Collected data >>
-*-

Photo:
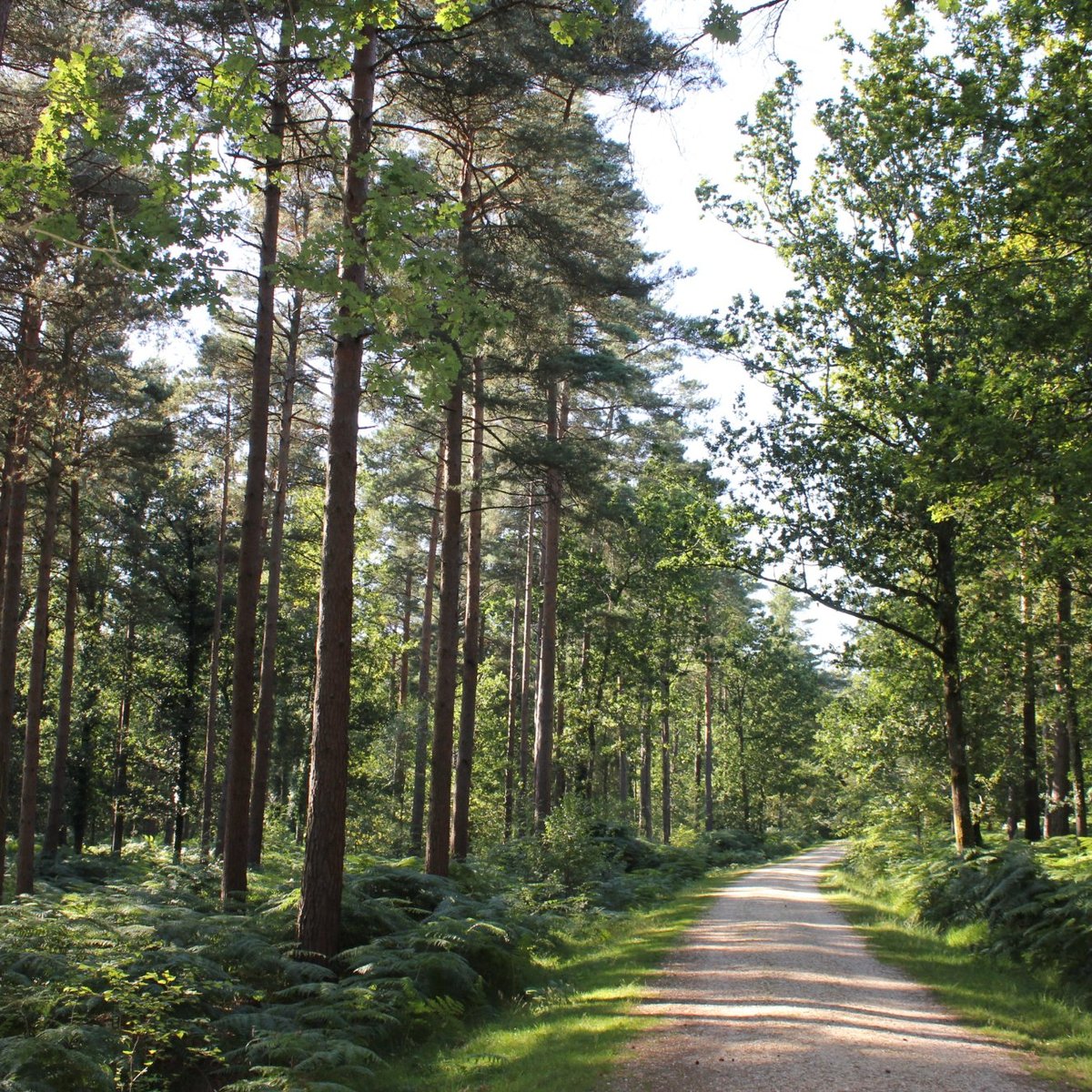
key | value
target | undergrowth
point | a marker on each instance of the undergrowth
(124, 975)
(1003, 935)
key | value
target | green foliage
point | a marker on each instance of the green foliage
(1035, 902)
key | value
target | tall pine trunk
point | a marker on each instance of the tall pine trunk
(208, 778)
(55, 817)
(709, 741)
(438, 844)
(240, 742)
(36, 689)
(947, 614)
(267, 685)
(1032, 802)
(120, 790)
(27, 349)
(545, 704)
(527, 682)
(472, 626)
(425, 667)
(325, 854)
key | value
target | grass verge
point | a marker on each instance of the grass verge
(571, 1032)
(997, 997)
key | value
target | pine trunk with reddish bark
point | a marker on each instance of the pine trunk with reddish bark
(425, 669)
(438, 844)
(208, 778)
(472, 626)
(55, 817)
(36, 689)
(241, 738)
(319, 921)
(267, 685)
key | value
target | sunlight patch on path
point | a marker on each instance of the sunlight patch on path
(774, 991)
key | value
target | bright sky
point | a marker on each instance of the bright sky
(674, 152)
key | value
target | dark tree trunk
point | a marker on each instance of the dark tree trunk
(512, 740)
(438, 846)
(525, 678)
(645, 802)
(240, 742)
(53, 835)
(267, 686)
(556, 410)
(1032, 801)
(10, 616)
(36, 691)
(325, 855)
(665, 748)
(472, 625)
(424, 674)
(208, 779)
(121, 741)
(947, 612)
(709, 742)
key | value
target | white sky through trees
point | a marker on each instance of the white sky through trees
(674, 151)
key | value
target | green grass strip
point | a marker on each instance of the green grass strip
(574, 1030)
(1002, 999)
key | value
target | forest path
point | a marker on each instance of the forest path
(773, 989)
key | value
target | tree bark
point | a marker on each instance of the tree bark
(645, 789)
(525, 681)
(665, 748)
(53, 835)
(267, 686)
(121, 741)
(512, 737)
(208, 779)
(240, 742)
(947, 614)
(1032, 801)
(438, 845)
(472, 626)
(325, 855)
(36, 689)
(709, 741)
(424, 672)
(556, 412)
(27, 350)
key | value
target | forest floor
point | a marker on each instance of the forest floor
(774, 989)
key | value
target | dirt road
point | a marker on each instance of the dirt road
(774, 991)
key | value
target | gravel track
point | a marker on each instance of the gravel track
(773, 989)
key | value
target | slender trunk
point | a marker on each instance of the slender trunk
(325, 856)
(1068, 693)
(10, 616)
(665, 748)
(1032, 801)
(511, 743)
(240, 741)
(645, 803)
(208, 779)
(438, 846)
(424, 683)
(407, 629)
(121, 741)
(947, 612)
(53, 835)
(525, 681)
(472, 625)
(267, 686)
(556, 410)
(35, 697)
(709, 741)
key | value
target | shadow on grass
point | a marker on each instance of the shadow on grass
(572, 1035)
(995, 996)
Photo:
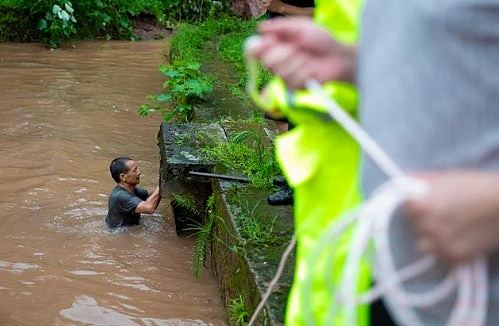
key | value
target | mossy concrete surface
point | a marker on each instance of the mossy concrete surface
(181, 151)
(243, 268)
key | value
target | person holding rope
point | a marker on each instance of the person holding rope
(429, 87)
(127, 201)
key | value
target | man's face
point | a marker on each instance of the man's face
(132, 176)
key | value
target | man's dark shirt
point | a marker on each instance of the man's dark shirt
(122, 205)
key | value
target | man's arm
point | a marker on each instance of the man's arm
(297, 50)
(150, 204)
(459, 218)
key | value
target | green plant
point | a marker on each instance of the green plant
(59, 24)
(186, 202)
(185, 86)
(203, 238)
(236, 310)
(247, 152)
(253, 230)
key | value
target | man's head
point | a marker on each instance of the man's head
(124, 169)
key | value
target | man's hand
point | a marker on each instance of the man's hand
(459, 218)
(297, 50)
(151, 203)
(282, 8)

-*-

Work to be completed >> Reproduce the material in full, word for word, and omit the pictures.

Worked answer >>
Photo:
key | value
target | undergrowth
point | a marker on each instance of the undergrowth
(124, 975)
(1003, 935)
key | value
target | green foliage
point | a marker on each instance of the green foliage
(1035, 902)
key | value
target | tall pine trunk
point | a marker on each instance of the tall pine trunk
(208, 778)
(55, 817)
(709, 741)
(438, 844)
(240, 742)
(36, 689)
(947, 614)
(267, 685)
(1032, 802)
(120, 790)
(27, 349)
(545, 704)
(527, 682)
(472, 626)
(425, 667)
(325, 854)
key | value
target | grass verge
point | a marker on each instance of the grass verge
(571, 1032)
(997, 997)
key | value
target | pine trunk with reddish bark
point | a marker on each instance of the pine trunk with reddish bark
(425, 669)
(438, 844)
(208, 778)
(472, 626)
(55, 817)
(36, 689)
(241, 738)
(319, 921)
(267, 685)
key | value
target | sunlight patch on path
point | a marker on each instance of the sunlight patch on path
(774, 991)
key | value
target | bright sky
point | a marker on each instance of the bright sky
(674, 152)
key | value
target | dark tree trunk
point | a marker on each instance of the dark tree trunk
(512, 740)
(438, 846)
(525, 678)
(645, 802)
(240, 742)
(53, 835)
(267, 686)
(556, 410)
(1032, 801)
(10, 616)
(36, 691)
(325, 855)
(665, 748)
(472, 625)
(424, 674)
(208, 779)
(121, 741)
(947, 612)
(709, 742)
key | value
target | white sky through trees
point | a marker on each instance of the white sky through trees
(674, 151)
key | value
target | green grass strip
point | a marker on each instance of the green grass strip
(574, 1030)
(1002, 999)
key | value
target | forest path
point | a marker on each instance of the forest path
(773, 989)
key | value
target | tree bark
point | a marker on each instance of the tree bark
(645, 789)
(525, 681)
(665, 748)
(53, 835)
(267, 686)
(121, 741)
(512, 737)
(208, 779)
(240, 742)
(947, 614)
(1032, 801)
(438, 845)
(472, 626)
(325, 855)
(36, 689)
(709, 741)
(424, 672)
(556, 412)
(27, 350)
key | value
target | forest floor
point | a marker on each instance of the forest floor
(774, 989)
key | value
target | dirt road
point | a marker on each instance of the dirt road
(774, 991)
key | value
target | gravel track
point | a marker on each instance of the gravel track
(773, 989)
key | value
target | slender trunk
point | a marker on each instance of the slender trunk
(325, 856)
(1068, 693)
(10, 616)
(665, 748)
(1032, 801)
(511, 743)
(240, 741)
(645, 803)
(208, 779)
(438, 846)
(424, 683)
(407, 629)
(121, 741)
(947, 612)
(53, 835)
(525, 681)
(472, 625)
(267, 686)
(556, 410)
(35, 697)
(709, 741)
key | value
target | shadow on grass
point | a marker on each instance of the shadow on grass
(572, 1035)
(995, 996)
Photo:
key | value
target | mossy concrete surface
point | a marker on each instance of the mossy concrete surface
(181, 151)
(243, 268)
key | value
target | person holding rope
point | a marker on each instance of the person holding rope
(429, 87)
(127, 201)
key | value
target | man's face
point | a marker on each instance of the man's face
(132, 176)
key | value
target | man's dark shirt
point | a marker on each instance of the man's dark shirt
(122, 205)
key | value
target | man's arm
point | a marker on each instance of the man's arm
(297, 50)
(150, 204)
(459, 218)
key | value
target | green plant
point | a marker on each instance of the green plant
(59, 24)
(186, 202)
(185, 86)
(203, 238)
(236, 310)
(247, 152)
(253, 230)
key | value
target | man's head
point | a marker on each instance of the man's head
(124, 169)
key | value
target | man's hand
point | a marker on each instance of the man's hand
(459, 218)
(297, 50)
(151, 203)
(282, 8)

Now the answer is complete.